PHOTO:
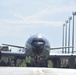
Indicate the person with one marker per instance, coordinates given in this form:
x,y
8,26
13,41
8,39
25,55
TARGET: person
x,y
28,61
37,60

□ □ □ □

§ **WHAT IS BEING ASKED**
Quote the listing above word for word, but leave the picture out of your reply.

§ **EXERCISE SOLUTION**
PHOTO:
Indicate the person with one marker per instance, coordinates given in this form:
x,y
8,26
13,41
8,39
25,55
TARGET: person
x,y
28,61
37,60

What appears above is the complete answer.